Dopo quindici mesi di misure restrittive si parla ancora di coprifuoco: cosa ne pensa?

“Io mi baso solo sulle evidenze scientifiche. Ho analizzato la situazione di Paesi e Regioni che l’hanno adottato e sono giunta alla conclusione che non esistono evidenze sulla sua efficacia. Quei pochi studi di modellistica sul coprifuoco non sono riusciti a distinguere i vari rischi e a individuare la provenienza dei contagi. Ribadisco il concetto: non dobbiamo badare alla curva dei positivi, degli asintomatici, ma al numero dei malati gravi”.

Secondo uno studio irlandese il rischio di contagiarsi all’aperto è dello 0,1%. Quali sono le Sue impressioni?

“È stato ormai dimostrato che il rischio di contagiarsi all’aperto è bassissimo. La maggior parte dei contagi avviene nelle famiglie. Più ci si chiude, più il rischio di infettarsi aumenta”.

■ **Dati forniti**:
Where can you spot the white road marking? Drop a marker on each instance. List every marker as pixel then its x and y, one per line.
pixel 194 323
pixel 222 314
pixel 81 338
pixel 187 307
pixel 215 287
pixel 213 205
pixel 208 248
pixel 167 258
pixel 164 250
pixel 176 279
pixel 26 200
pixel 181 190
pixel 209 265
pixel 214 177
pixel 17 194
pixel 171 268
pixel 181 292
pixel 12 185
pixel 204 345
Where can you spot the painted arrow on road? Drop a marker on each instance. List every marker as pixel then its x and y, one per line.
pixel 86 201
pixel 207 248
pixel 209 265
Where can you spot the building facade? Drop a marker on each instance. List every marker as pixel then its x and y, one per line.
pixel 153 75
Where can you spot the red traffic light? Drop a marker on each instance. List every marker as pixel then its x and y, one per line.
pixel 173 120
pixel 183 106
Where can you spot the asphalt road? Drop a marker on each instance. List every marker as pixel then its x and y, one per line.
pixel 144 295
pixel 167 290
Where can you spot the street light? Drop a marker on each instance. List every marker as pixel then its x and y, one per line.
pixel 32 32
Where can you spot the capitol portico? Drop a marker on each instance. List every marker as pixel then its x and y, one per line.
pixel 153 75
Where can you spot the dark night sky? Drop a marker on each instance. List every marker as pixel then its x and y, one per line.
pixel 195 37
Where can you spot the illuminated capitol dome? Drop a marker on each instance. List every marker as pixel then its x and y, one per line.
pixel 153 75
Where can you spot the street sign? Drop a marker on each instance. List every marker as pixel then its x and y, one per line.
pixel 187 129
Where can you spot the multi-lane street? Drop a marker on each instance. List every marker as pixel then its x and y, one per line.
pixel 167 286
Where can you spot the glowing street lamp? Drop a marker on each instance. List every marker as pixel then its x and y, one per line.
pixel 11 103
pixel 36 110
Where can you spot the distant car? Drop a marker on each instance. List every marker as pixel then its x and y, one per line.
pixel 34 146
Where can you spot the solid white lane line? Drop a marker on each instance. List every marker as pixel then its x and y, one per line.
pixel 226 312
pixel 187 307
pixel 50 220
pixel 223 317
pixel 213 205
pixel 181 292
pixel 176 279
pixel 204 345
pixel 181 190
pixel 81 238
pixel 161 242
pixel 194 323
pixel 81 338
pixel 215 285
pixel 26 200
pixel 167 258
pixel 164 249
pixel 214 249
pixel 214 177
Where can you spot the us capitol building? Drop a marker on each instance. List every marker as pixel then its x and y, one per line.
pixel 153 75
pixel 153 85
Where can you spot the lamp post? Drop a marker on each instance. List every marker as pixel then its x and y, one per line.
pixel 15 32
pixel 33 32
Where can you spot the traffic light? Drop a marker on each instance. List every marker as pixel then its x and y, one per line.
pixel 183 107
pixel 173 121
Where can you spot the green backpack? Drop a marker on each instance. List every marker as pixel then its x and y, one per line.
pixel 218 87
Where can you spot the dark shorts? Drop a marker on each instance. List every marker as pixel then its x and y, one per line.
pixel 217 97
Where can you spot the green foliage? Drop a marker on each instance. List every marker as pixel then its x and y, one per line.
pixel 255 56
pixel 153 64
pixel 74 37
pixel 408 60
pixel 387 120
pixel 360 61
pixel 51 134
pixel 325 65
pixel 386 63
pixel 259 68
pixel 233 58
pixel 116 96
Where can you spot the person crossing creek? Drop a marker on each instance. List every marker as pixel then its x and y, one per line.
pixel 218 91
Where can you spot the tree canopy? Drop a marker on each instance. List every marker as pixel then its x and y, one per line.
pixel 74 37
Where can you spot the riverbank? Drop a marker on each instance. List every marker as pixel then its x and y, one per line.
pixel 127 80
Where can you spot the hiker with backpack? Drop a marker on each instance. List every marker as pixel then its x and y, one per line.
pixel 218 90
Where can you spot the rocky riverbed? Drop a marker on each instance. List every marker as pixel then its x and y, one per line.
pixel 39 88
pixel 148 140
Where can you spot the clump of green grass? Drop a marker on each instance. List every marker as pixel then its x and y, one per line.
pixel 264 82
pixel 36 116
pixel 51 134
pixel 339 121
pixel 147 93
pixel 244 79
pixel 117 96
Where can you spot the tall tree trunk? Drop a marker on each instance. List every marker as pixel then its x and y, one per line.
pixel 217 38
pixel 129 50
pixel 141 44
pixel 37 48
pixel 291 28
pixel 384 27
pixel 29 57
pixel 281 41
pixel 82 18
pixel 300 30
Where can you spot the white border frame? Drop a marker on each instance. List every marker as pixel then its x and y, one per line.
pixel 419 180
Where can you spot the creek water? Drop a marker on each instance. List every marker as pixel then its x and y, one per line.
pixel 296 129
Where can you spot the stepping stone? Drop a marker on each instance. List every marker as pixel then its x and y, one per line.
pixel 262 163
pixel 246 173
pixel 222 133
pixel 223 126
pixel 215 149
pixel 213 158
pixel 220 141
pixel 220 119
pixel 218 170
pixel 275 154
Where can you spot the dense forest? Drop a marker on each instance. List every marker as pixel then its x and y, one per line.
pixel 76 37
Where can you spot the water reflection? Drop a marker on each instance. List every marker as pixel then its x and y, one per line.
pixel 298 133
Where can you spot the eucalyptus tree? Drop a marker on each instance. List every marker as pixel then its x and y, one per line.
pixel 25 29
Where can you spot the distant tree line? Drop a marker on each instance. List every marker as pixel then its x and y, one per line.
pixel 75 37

■ **Lavoro richiesto**: Copia dal testo sul coprifuoco il passo compreso tra "Dopo quindici mesi" e "le Sue impressioni?", estremi inclusi.

■ **Soluzione del problema**:
Dopo quindici mesi di misure restrittive si parla ancora di coprifuoco: cosa ne pensa?

“Io mi baso solo sulle evidenze scientifiche. Ho analizzato la situazione di Paesi e Regioni che l’hanno adottato e sono giunta alla conclusione che non esistono evidenze sulla sua efficacia. Quei pochi studi di modellistica sul coprifuoco non sono riusciti a distinguere i vari rischi e a individuare la provenienza dei contagi. Ribadisco il concetto: non dobbiamo badare alla curva dei positivi, degli asintomatici, ma al numero dei malati gravi”.

Secondo uno studio irlandese il rischio di contagiarsi all’aperto è dello 0,1%. Quali sono le Sue impressioni?